● **Records for the task**:
* begin *

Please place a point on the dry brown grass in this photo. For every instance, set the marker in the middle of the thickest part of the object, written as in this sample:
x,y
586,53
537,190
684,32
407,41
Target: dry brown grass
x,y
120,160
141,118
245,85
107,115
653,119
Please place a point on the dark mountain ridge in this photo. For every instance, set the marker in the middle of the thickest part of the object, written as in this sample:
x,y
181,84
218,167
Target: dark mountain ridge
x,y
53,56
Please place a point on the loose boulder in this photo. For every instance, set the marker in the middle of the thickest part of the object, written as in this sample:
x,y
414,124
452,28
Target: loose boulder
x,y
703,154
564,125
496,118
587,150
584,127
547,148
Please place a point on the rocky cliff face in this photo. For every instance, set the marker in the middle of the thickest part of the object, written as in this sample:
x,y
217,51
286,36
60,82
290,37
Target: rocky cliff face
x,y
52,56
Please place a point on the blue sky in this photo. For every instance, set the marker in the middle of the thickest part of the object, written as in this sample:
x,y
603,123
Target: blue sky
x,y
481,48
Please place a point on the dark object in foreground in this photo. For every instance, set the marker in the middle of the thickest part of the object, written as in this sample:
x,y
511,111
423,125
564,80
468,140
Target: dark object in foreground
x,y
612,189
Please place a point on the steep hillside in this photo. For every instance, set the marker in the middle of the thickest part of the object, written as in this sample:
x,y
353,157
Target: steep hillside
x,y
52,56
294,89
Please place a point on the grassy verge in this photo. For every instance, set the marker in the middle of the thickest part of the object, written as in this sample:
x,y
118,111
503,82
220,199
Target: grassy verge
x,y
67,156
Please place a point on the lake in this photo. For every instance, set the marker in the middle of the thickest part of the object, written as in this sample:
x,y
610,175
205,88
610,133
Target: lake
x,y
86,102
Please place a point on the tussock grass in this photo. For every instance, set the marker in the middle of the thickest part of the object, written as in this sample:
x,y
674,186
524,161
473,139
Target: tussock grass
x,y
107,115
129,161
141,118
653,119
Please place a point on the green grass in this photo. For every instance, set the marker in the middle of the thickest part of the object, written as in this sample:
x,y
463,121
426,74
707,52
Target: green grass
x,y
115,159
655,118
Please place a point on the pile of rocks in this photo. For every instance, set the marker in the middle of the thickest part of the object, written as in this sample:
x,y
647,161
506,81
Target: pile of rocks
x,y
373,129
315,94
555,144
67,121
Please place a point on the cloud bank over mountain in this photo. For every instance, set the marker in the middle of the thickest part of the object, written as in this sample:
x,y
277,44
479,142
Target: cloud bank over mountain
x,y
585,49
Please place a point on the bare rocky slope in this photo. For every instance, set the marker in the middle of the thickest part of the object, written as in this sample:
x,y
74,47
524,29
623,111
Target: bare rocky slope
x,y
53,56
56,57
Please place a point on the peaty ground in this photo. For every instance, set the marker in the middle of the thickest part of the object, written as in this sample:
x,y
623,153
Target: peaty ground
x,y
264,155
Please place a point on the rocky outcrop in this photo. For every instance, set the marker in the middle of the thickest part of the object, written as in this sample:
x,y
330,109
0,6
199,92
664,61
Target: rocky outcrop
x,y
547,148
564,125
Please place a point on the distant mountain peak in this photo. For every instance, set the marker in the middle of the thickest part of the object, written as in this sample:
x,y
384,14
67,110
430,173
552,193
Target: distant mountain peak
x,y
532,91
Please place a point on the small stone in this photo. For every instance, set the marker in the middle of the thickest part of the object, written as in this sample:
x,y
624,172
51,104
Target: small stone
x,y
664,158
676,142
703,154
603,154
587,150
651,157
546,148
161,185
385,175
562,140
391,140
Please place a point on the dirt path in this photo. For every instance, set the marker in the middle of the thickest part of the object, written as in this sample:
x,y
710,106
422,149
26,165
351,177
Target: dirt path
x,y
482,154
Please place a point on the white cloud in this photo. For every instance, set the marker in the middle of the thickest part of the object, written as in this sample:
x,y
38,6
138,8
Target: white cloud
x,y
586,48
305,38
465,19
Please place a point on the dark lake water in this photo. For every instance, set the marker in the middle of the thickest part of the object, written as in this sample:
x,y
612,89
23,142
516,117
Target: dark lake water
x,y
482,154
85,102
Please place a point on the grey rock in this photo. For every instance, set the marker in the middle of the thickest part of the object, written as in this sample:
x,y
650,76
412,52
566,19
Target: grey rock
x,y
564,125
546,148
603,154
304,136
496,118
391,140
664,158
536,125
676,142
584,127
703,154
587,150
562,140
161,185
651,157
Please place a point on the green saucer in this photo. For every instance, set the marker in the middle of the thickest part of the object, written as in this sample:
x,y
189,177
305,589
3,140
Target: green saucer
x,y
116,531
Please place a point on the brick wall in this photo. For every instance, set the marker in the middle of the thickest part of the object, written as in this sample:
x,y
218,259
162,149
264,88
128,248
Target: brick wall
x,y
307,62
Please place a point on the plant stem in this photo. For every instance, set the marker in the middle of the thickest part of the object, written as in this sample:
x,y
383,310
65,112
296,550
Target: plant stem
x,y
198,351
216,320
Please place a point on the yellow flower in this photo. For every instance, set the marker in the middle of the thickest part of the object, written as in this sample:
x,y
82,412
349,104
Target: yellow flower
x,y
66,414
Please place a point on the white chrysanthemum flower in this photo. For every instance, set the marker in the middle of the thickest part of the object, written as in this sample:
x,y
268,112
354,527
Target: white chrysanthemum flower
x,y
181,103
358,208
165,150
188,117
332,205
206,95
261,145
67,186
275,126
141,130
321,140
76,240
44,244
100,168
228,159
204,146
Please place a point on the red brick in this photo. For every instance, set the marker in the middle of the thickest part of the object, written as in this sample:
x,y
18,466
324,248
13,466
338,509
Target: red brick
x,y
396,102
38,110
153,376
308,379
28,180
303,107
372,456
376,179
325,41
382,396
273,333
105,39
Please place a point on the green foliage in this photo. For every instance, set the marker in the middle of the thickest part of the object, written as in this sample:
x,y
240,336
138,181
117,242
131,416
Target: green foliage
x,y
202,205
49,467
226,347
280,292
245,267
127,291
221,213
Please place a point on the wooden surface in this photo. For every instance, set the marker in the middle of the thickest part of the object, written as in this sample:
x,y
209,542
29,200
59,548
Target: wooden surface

* end *

● **What is required**: Please update the items above by replacing "thickest" with "widest" throughout and leaving everything else unchanged.

● **Result**:
Please place a point on the dry brown grass in this photo. For every instance, set the marker in the middle of the widest part of the object, written as in this sample:
x,y
586,53
537,190
684,32
407,41
Target: dry brown grass
x,y
120,160
141,118
245,85
107,115
653,119
Please place a point on the dark mountain ridge in this photo. For every instance, set the marker in the middle of the widest part of the object, written as in this sample:
x,y
181,84
218,167
Target: dark mountain ridge
x,y
53,56
Please place a point on the loose boulder in this photo. For every instance, set the marker in the middle of the widest part of the object, written as in this sample:
x,y
414,124
452,28
Target: loose boulder
x,y
703,154
564,125
496,118
587,150
584,127
547,148
Please place a point on the rocky cliff face in this photo. For every instance, set the marker in the middle of the widest part of the object, written as in this sample:
x,y
217,51
286,36
60,82
290,37
Target: rocky cliff face
x,y
52,56
Please place a point on the blue sky in this photo. For every instance, set the marker in the middle of the widest part of the object, written as in this sample:
x,y
603,123
Target: blue sky
x,y
481,48
Please place a point on the dark object in foreground in this photo. For every instance, set the marker in the middle of the widest part of the object, written as in this sample:
x,y
511,111
423,125
564,80
468,140
Target: dark object in foreground
x,y
612,189
Please place a point on the steep hillside in this photo. For every instance, set the marker in the middle of the widest part of the object, written as in this sample:
x,y
353,157
Target: steep hillside
x,y
52,56
294,89
Please place a point on the grassy verge in this photo. For every instance, set the marker in the middle of the widest part of the object, written as in this sample:
x,y
118,111
503,82
220,199
Target: grassy verge
x,y
67,156
Please place a point on the lake in this photo. For every instance, set the marker in the middle of the widest part of the object, written as in this sample:
x,y
610,175
205,88
610,133
Target: lake
x,y
86,102
Please place a point on the tussock grass in this photo. For every instance, set the marker in the middle of the widest part of the object, written as in this sample:
x,y
674,186
524,161
473,139
Target: tussock grass
x,y
107,115
129,161
141,118
653,119
Please place a point on the green grass in this photo. For every instance, set the marker in the middle of the widest part of the object, written as in this sample:
x,y
463,121
426,74
707,52
Target: green grass
x,y
115,159
655,118
Please place a point on the pile of rocks in this photo. For every instance, set the marker in the middle of the widest part of the object, written as in this sample:
x,y
647,161
506,81
Target: pile of rocks
x,y
373,129
315,94
555,144
67,121
Please place a point on the cloud bank over mountain in this photo. For every instance, set the marker in the middle of the widest part of the object, written as in this sample:
x,y
277,44
479,142
Target: cloud bank over mountain
x,y
585,49
Please place a point on the bare rocky slope in this photo. For every instance, set the marker in the middle of the widest part of the object, written as in this sample:
x,y
74,47
524,29
623,111
Target: bare rocky slope
x,y
53,56
56,57
Please place a point on the peaty ground in this photo. For every instance, set the marker in the middle of the widest part of the object, written as in this sample:
x,y
623,153
Target: peaty ground
x,y
264,155
Please place a point on the rocky outcrop in this photo. For every instance, set the marker in the middle of the widest part of the object, written as in this sample:
x,y
330,109
0,6
199,92
664,61
Target: rocky outcrop
x,y
547,148
564,125
Please place a point on the distant mountain peak in this photo. For every instance, set the marker in the middle of the widest part of the object, written as in this sample:
x,y
384,14
67,110
430,173
552,193
Target: distant mountain peak
x,y
532,91
Please place a point on the small stone in this photo. For every instance, set the marker in the middle of the widest part of the object, written as in this sample:
x,y
624,172
51,104
Target: small stone
x,y
664,158
676,142
703,154
603,154
587,150
651,157
546,148
161,185
385,175
562,140
391,140
Please place a point on the dirt path in this photo. For every instance, set the marker in the middle of the widest part of the object, written as in this sample:
x,y
710,106
422,149
26,165
351,177
Target: dirt path
x,y
482,154
Please place a point on the white cloud in this photo. For every instance, set the marker in the middle of the widest part of the object, written as in this sample:
x,y
38,6
138,8
Target: white cloud
x,y
586,48
305,38
465,19
Please place a point on the dark lake water in this photo. For every instance, set the marker in the middle of the widest part of the object, written as in this sample:
x,y
612,89
23,142
516,117
Target: dark lake water
x,y
482,154
85,102
Please place a point on the grey rock in this photo. For every instance, set the marker in the middle of the widest part of the object, written as in this sample:
x,y
650,76
412,52
566,19
Target: grey rock
x,y
564,125
546,148
603,154
304,136
496,118
391,140
664,158
536,125
676,142
584,127
703,154
587,150
562,140
161,185
651,157
Please place a point on the green saucer in this photo. For every instance, set the marker in the middle of the widest part of the object, written as in this sample:
x,y
189,177
305,589
3,140
Target: green saucer
x,y
116,531
Please place a point on the brick wall in this photo. For every instance, set the marker in the middle of the widest part of the object, written as in this sample:
x,y
218,259
162,149
264,88
128,248
Target: brick wall
x,y
307,62
Please place a point on the plant stem in this photo. For every instance, set the marker in the middle of the widest part of the object, written as in this sample:
x,y
383,310
65,112
296,550
Target: plant stem
x,y
198,351
216,320
Please place a point on the yellow flower in this photo. For every instance, set the marker in the middle of the widest part of the object, written as in this sample:
x,y
82,412
349,104
Target: yellow flower
x,y
66,414
Please place a point on the white chrysanthemum flower in this photo. For every instance, set the marker in the middle of the widest part of the object, written as in this sample:
x,y
268,112
354,527
Target: white chrysanthemum flower
x,y
181,103
358,208
165,150
188,117
332,205
206,95
261,145
67,186
275,126
141,130
321,140
76,240
44,244
100,168
228,159
204,146
Please place a point on the red brick in this photo. For every instance, set the marker in the middle of the widest part of the object, written as in this sample:
x,y
18,466
324,248
13,466
338,509
Target: red brick
x,y
396,102
38,110
153,376
308,379
28,180
303,107
372,456
376,179
325,41
382,396
273,333
105,39
Please place a point on the green foliage in this photo. For every instance, set the marker in the middle of the widest part of the object, written as in this sample:
x,y
240,336
138,181
117,242
131,416
Target: green foliage
x,y
202,205
49,467
226,347
280,292
245,267
127,291
221,213
Please place a point on the wooden surface in this photo. For every instance, set the marker in the middle of the widest part of the object, written as in this sample:
x,y
209,542
29,200
59,548
Target: wooden surface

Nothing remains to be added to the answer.